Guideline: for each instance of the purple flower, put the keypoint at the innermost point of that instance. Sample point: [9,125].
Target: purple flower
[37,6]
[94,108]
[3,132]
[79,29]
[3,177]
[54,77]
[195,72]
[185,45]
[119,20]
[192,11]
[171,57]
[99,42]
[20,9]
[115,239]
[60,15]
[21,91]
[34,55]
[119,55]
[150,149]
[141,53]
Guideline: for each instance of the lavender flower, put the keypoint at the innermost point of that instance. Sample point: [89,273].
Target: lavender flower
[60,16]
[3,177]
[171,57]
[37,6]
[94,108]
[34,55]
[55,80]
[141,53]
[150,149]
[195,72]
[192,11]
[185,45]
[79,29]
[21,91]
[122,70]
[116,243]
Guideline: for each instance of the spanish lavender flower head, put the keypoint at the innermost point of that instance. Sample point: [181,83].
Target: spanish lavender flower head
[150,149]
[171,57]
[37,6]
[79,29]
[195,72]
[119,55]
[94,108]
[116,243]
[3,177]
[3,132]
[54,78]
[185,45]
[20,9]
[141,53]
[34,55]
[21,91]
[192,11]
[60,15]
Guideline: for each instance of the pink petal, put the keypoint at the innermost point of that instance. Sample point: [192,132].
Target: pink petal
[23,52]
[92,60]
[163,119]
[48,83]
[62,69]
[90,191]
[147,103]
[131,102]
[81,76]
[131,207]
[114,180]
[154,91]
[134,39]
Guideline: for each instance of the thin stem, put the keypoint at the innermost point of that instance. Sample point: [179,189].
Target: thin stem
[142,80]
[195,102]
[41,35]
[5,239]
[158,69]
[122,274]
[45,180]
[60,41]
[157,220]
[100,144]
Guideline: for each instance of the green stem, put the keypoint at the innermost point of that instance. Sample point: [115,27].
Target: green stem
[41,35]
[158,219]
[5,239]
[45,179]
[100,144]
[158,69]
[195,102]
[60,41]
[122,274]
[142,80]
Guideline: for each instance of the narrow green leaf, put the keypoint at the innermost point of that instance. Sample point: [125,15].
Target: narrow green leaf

*What this task involves*. Every entry above should be retyped exactly as shown.

*Solution for this exercise*.
Guideline: for each instance of the purple flower, put the keypoint at the innermost point of that instance. Sample point: [9,125].
Target: purple flower
[37,6]
[94,108]
[3,132]
[79,29]
[3,177]
[54,77]
[195,72]
[185,45]
[119,20]
[192,11]
[171,57]
[99,42]
[20,9]
[115,239]
[60,15]
[21,91]
[34,55]
[119,55]
[150,149]
[141,53]
Guideline: for each instance of the lavender flower, put the keypoint at the innermost point of that instance. Sample point: [89,273].
Target: lavender flower
[60,16]
[3,177]
[171,57]
[37,6]
[94,108]
[34,55]
[55,80]
[141,53]
[150,149]
[195,72]
[192,11]
[185,45]
[79,29]
[21,91]
[122,70]
[116,243]
Guideline: for each instance of the spanish lavender flower head, put the keypoint at the innermost point of that instance. Sample point: [181,83].
Target: spanish lavender flower head
[150,149]
[171,57]
[37,6]
[79,29]
[195,72]
[119,55]
[94,108]
[116,243]
[3,177]
[3,132]
[54,78]
[185,45]
[20,9]
[141,53]
[34,55]
[21,91]
[192,11]
[60,15]
Guideline: for each instance of the pink petal, put the keypoint at the innermost point of that instance. Sample point: [192,132].
Target: pink petal
[23,52]
[92,60]
[163,119]
[48,83]
[62,69]
[90,191]
[147,103]
[131,102]
[81,76]
[131,207]
[114,180]
[154,91]
[134,39]
Guideline: for each instance of the thin stem, put the keypoint at the innermost point of that instance. Sample point: [179,189].
Target: thin stem
[142,80]
[195,102]
[41,35]
[5,239]
[158,69]
[122,274]
[45,180]
[60,41]
[157,220]
[100,144]
Guideline: for each instance of the green stem, put the keypoint at the innermost point of that instance. Sample point: [115,27].
Target: green stem
[41,35]
[158,219]
[5,239]
[45,179]
[100,144]
[158,69]
[195,102]
[60,41]
[122,274]
[142,80]
Guideline: for each instance of the narrow green leaf, put the keypoint at the innermost point of that instance. Sample point: [125,15].
Target: narrow green leaf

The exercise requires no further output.